ねらい A –
次に示すセラミックス回路基板の記事から、「現在、電動車両用や」で始まる段落を選び、主な事実を落とさずに箇条書きで簡潔にまとめ直しなさい。

記事 –
現在、電動車両用や産業機械用または家電用機器のインバータ等の電装部品として、放熱性能と電気絶縁性に優れたセラミックス回路基板が用いられている。このセラミックス回路基板は、前記回路基板に搭載された発熱素子が安定に動作するように前記素子を冷却させ、かつ冷却フィンやベース板と言われる放熱部材から電気的に絶縁させる重要な働きをする部品である。このセラミックス回路基板は、最近では、LED等の発光素子やセンサー等のベース基板としての使用も少しずつではあるが見られるようになった。ただ、中でも今後の大幅な需要が見込まれる、EV、HEV、燃料電池車等の車両用の用途拡大が最も期待されている。それは高電圧かつ大電流動作が可能なIGBTやIPMデバイス、MOS−FET等のパワーエレクトロニクスに代表される半導体用素子の搭載が可能なことによるものである。このような素子を搭載したモジュールに使用されるセラミックス基板としては、前記素子から放出される熱を効率よく逃すために、高熱伝導性かつ高耐絶縁性を示す窒化アルミニウムや窒化ケイ素等が主に用いられ、セラミックス基板の一方の面に電気回路となる金属回路板を接合し、他方の面に放熱用の金属板を接合したセラミックス回路基板として用いられる。この金属板には導電性、放熱性を重視する場合には、これらの特性が良好な銅又はアルミニウムを主成分とした金属板等が一般に使用されている。そしてこのセラミックス基板と金属板との接合は、ろう材による活性金属法や、金属板を圧接等も含めて直接接合する、いわゆるDBAやDBCといった接合法が採用されている。また、電気回路となる金属回路板の上面には、各種素子や外部との電気信号の授受を行うための端子等が搭載される。更に、このセラミックス回路基板は、放熱部材に、はんだ接合等により固定して使用される。この金属回路板および放熱金属板をセラミックス基板に接合したセラミックス回路基板を用いたパワーモジュールにおいては、大電流を流せるように金属回路板の厚さを0.2mm以上としている場合が多く、それに伴い接合後のセラミックス基板全体の反り量を低減させるために、放熱金属板にも略同厚の金属板を接合している場合が一般的である。

ねらい B –
一覧のうち、「Could you please locate the reflection」を含む行から一覧の最後の行までの部分を、両端の行も含めて一字一句変えずにそのまま返しなさい。

提供された一覧 –

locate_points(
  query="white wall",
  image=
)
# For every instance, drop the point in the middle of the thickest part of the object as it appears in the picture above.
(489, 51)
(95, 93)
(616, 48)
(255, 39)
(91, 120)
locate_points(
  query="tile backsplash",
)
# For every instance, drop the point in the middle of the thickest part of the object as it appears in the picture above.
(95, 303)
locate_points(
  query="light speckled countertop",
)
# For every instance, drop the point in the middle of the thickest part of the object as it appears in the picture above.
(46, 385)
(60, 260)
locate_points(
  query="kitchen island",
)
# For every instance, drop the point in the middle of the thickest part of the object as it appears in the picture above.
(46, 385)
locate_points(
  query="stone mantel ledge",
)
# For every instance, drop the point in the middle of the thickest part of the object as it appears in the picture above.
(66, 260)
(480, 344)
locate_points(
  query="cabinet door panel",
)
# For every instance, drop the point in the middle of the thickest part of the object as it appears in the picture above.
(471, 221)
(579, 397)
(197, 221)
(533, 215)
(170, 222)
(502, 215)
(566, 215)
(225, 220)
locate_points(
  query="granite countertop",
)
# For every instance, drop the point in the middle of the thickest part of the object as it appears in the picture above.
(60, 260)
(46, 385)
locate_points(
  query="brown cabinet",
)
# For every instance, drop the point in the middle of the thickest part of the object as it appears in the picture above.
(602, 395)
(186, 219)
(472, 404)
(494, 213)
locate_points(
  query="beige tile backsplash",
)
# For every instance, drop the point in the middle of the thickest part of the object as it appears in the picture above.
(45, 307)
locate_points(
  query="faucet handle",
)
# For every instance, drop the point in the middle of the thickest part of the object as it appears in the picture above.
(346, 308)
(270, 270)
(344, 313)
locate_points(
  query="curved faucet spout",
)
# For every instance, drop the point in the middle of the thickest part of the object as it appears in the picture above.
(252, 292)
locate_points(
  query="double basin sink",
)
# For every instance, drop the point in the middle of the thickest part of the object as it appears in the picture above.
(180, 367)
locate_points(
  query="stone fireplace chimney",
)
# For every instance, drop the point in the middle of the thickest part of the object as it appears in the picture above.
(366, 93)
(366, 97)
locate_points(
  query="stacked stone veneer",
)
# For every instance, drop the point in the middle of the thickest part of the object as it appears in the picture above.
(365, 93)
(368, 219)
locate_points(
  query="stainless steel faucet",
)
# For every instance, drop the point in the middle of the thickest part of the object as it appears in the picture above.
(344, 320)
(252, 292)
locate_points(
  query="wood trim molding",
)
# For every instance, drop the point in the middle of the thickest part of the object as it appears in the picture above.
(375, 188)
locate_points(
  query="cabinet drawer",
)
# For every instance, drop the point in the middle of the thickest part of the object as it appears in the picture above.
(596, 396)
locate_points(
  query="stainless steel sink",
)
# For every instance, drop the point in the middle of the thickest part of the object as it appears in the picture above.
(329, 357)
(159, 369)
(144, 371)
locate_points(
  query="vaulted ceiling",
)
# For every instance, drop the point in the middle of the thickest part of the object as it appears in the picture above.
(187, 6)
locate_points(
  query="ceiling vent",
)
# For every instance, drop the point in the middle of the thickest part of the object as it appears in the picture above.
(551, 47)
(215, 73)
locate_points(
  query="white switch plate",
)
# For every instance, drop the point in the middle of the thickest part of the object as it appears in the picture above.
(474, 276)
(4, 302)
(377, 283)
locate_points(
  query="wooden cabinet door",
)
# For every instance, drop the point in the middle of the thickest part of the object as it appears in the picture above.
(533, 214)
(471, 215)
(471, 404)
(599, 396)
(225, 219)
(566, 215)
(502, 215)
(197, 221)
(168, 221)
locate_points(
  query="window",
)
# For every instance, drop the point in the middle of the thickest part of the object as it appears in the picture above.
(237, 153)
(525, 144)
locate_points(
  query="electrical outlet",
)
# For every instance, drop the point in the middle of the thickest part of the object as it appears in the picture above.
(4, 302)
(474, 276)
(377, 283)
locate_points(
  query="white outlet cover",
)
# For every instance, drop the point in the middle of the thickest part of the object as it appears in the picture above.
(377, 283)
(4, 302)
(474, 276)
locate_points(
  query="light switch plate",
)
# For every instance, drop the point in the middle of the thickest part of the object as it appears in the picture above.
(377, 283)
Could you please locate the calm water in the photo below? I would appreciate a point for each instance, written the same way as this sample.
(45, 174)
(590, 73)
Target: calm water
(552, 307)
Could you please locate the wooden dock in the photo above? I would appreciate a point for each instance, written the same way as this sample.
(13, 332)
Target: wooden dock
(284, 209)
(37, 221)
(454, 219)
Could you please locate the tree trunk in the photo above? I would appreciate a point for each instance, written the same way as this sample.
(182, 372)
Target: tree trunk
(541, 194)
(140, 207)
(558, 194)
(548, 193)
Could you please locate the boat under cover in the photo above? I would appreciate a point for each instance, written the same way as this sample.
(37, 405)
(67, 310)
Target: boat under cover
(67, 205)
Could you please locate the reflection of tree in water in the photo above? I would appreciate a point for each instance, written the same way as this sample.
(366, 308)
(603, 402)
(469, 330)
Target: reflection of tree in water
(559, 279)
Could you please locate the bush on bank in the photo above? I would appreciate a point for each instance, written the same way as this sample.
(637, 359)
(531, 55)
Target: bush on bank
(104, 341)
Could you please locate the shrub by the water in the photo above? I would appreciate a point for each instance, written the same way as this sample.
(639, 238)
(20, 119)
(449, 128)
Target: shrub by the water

解答例 A –
・セラミックス回路基板は放熱性能と電気絶縁性に優れ、電動車両用、産業機械用、家電用機器のインバータ等の電装部品に用いられている。
・搭載された発熱素子を冷却して安定に動作させ、冷却フィンやベース板などの放熱部材から電気的に絶縁する。
・LED等の発光素子やセンサー等のベース基板としての使用も少しずつ見られる。最も期待されているのはEV、HEV、燃料電池車等の車両用途の拡大である。その理由は、IGBT、IPMデバイス、MOS−FET等の高電圧・大電流で動作する半導体用素子を搭載できることにある。
・セラミックス基板には、高熱伝導性と高耐絶縁性をもつ窒化アルミニウムや窒化ケイ素等が主に用いられる。一方の面に金属回路板を、他方の面に放熱用の金属板を接合する。
・導電性と放熱性を重視する場合、金属板には銅またはアルミニウムを主成分とするものが一般に使われる。
・接合法には、ろう材による活性金属法と、圧接等も含めて直接接合するDBAやDBCがある。
・金属回路板の上面には、各種素子や外部と電気信号をやり取りする端子等が搭載される。回路基板ははんだ接合等で放熱部材に固定される。
・パワーモジュールでは、大電流を流すために金属回路板の厚さを0.2mm以上とすることが多い。接合後の反りを減らすため、放熱金属板にもほぼ同じ厚さの金属板を接合するのが一般的である。

解答例 B –
Could you please locate the reflection of tree in water in the photo above? I would appreciate a point for each instance, written the same way as this sample.
(366, 308)
(603, 402)
(469, 330)
Target: reflection of tree in water
(559, 279)
Could you please locate the bush on bank in the photo above? I would appreciate a point for each instance, written the same way as this sample.
(637, 359)
(531, 55)
Target: bush on bank
(104, 341)
Could you please locate the shrub by the water in the photo above? I would appreciate a point for each instance, written the same way as this sample.
(639, 238)
(20, 119)
(449, 128)
Target: shrub by the water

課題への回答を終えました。